* Bloque de texto
• • • • • • •

Hay un instante, cuando el autobús se adentra en la curva lenta de la Gran Vía y las luces del atardecer se reflejan en los cristales, en que todo parece volver a tener un aire de civilización: los pasajeros adormecidos, los auriculares en los oídos, el conductor que maniobra con la calma de quien ha hecho ese trayecto mil veces. Pero ahora, en algún rincón del techo, un ojo de silicio nos observa. No es el ojo compasivo de un ángel custodio, sino el de una máquina que no pestañea, dispuesta a detectar en tiempo real cualquier gesto torcido, una voz más alta de la cuenta, una sombra de violencia.

Bizkaibus ha decidido que los autobuses tengan cámaras inteligentes y mamparas de seguridad para los conductores. El progreso –que siempre se disfraza de prudencia...– llega, una vez más, con la promesa de la seguridad. Nadie puede oponerse a que se proteja a quien cada día lleva a cientos de personas de un extremo a otro del mapa. Pero hay algo en esta mirada mecánica que deja un regusto a derrota. Ya no confiamos ni siquiera en la cortesía ajena.

• • • • • • •

* Datos de estudio
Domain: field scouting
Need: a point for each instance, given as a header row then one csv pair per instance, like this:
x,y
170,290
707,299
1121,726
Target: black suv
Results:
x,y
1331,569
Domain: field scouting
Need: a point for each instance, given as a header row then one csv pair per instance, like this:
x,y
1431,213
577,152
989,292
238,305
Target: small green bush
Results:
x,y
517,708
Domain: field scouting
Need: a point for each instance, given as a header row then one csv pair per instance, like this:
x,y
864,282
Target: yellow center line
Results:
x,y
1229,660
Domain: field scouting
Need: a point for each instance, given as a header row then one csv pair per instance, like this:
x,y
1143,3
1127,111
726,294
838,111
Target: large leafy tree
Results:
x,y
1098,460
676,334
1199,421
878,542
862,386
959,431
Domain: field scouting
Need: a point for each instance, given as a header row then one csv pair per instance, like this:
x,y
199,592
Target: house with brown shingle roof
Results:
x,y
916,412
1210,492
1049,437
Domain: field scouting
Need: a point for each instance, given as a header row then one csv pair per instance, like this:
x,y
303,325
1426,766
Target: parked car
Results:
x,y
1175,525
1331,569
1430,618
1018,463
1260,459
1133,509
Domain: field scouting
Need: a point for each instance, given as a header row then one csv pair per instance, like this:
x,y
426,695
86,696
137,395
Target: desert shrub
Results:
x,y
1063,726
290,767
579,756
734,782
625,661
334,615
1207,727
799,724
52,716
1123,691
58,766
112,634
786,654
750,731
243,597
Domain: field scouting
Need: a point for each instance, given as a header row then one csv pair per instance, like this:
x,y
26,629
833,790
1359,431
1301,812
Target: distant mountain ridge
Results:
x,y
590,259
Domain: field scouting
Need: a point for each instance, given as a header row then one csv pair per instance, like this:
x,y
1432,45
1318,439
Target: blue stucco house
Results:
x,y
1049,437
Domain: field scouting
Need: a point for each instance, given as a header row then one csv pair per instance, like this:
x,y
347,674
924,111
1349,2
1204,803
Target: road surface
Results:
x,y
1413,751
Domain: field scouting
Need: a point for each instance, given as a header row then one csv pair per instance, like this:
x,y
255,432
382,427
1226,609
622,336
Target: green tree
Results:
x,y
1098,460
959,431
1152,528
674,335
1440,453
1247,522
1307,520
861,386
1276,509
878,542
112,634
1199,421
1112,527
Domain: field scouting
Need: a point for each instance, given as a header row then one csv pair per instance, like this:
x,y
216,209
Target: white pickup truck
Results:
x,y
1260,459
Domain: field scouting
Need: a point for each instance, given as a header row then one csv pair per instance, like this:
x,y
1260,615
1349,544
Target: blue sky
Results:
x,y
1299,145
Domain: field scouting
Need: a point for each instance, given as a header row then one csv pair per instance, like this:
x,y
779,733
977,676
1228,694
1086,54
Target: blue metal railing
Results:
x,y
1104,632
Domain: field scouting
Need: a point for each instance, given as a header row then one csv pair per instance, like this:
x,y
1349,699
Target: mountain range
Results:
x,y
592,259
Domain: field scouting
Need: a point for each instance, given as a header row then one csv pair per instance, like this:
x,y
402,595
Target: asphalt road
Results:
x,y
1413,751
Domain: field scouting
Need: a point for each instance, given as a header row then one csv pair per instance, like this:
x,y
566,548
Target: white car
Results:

• • • • • • •

Continúa el texto sobre las cámaras inteligentes en los autobuses de Bizkaibus a partir de su última frase. El material no hace falta para nada.

La violencia en el transporte público es un síntoma de algo más profundo: una fiebre de impaciencia, de rabia muda, que recorre nuestras ciudades. El insulto al conductor no es más que la erupción visible de un malestar colectivo. Quizá por eso estas cámaras no solo registran golpes y empujones; graban, sin saberlo, la decadencia de nuestra educación sentimental. El conductor, tras su mampara, se convierte en un personaje de otro tiempo, como el taquillero que ya no toca el dinero o el cartero que dejó de llamar dos veces. Encerrado en su cápsula de metacrilato, protegido del aliento del mundo, conduce entre fantasmas. Tal vez esa barrera lo salve de una agresión, pero también lo separa del gesto amable de quien sube con la barik en la mano y dice “buenos días”.